_Your task:_ Word for word, transcribe the lines below and drop the pictures.

··· Data for analysis ···

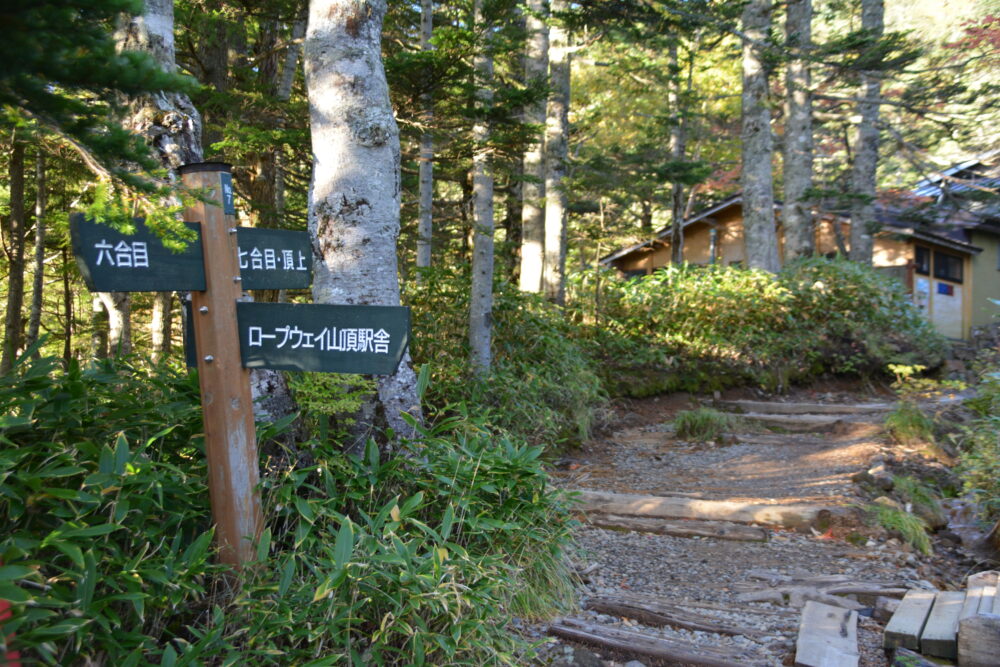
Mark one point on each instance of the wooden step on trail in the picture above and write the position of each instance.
(799, 516)
(639, 645)
(828, 637)
(775, 407)
(962, 625)
(658, 613)
(795, 423)
(720, 530)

···

_Finished task:_
Mark one point on each instance of the wooden step on trail in the picture above and write the position of each instance.
(799, 516)
(639, 645)
(828, 637)
(775, 407)
(962, 625)
(658, 613)
(795, 423)
(720, 530)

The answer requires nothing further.